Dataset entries
****

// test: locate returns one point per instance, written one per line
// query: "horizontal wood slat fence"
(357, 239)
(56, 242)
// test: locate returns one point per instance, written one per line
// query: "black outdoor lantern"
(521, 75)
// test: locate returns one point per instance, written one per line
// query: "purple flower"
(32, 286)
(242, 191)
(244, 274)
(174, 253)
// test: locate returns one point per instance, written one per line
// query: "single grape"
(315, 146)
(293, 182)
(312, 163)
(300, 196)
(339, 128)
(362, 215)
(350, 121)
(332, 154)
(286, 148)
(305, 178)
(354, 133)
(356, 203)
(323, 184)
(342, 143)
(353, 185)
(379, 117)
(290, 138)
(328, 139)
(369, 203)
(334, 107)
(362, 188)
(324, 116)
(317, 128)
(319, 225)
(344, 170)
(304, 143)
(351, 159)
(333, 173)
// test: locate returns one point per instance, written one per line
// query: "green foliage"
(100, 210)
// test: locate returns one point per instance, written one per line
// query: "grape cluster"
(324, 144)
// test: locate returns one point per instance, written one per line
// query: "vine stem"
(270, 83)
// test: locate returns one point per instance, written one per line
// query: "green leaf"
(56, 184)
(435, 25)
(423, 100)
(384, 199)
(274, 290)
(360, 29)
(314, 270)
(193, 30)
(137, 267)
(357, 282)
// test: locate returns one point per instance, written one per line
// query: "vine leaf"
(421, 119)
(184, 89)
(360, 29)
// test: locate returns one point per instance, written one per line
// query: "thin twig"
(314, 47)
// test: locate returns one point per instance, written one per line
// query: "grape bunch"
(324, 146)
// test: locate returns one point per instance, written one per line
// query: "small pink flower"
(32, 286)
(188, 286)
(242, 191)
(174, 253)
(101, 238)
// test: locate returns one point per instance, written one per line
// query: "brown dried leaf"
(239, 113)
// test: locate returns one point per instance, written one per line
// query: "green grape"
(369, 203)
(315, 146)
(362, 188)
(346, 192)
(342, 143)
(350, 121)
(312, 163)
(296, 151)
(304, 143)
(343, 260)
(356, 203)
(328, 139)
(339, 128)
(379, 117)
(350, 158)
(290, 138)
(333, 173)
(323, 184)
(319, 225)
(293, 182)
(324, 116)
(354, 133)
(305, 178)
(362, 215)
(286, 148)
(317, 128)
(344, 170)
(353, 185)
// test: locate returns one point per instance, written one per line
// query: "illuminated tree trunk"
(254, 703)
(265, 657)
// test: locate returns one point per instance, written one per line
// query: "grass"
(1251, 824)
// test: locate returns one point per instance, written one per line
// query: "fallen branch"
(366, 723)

****

» WHAT THE TASK REQUIRES: An exact reproduction of all the entries above is required.

» REPLY TO THE EXERCISE:
// test: locate returns one point per instance, written one per line
// query: "horizontal wood slat fence"
(357, 239)
(56, 242)
// test: locate returns one point per instance, written one per line
// query: "black outdoor lantern"
(521, 75)
// test: locate returns one point per instance, written one per line
// query: "purple flower"
(32, 286)
(242, 191)
(244, 274)
(174, 253)
// test: locate returns one point per instance, written one per line
// query: "single grape"
(315, 146)
(293, 182)
(312, 163)
(300, 196)
(339, 128)
(362, 215)
(350, 121)
(332, 154)
(286, 148)
(305, 178)
(354, 133)
(356, 203)
(323, 184)
(342, 143)
(353, 185)
(379, 117)
(290, 138)
(328, 139)
(369, 203)
(334, 107)
(362, 188)
(324, 116)
(317, 128)
(319, 225)
(344, 170)
(304, 143)
(351, 159)
(333, 173)
// test: locate returns one point per instance, written one per line
// query: "green foliage"
(100, 210)
// test: locate returns one point per instance, written one per line
// query: "grape cluster"
(324, 144)
// test: locate returns one point per instance, written one per line
// query: "vine stem"
(270, 83)
// test: locate returns one point per instance, written one per line
// query: "green leaf"
(56, 184)
(435, 25)
(423, 100)
(384, 199)
(274, 290)
(360, 29)
(314, 270)
(193, 30)
(137, 267)
(357, 282)
// test: locate returns one point per instance, written one per line
// query: "vine leaf"
(421, 119)
(184, 89)
(360, 29)
// test: locate returns one point per instance, written one per line
// query: "thin twig"
(314, 47)
// test: locate returns one point per instance, written one per line
// query: "grape bunch"
(324, 146)
// test: locate returns one point per instance, written one per line
// query: "small pink flower"
(32, 286)
(188, 286)
(242, 191)
(174, 253)
(101, 238)
// test: locate returns one point per instance, written one per line
// query: "brown dried leaf"
(239, 113)
// test: locate returns one point per instance, written one per line
// query: "green grape"
(369, 203)
(315, 146)
(362, 188)
(346, 192)
(342, 143)
(350, 121)
(312, 163)
(296, 151)
(304, 143)
(343, 260)
(356, 203)
(328, 139)
(339, 128)
(379, 117)
(350, 158)
(290, 138)
(333, 173)
(323, 184)
(319, 225)
(293, 182)
(324, 116)
(354, 133)
(305, 178)
(362, 215)
(286, 148)
(317, 128)
(344, 170)
(353, 185)
// test: locate returns one point per instance, written one per line
// query: "illuminated tree trunk"
(254, 703)
(265, 657)
// test: locate returns one point per instance, written one per line
// query: "grass"
(1251, 824)
// test: locate returns one point per instance, written one per line
// query: "fallen branch"
(366, 723)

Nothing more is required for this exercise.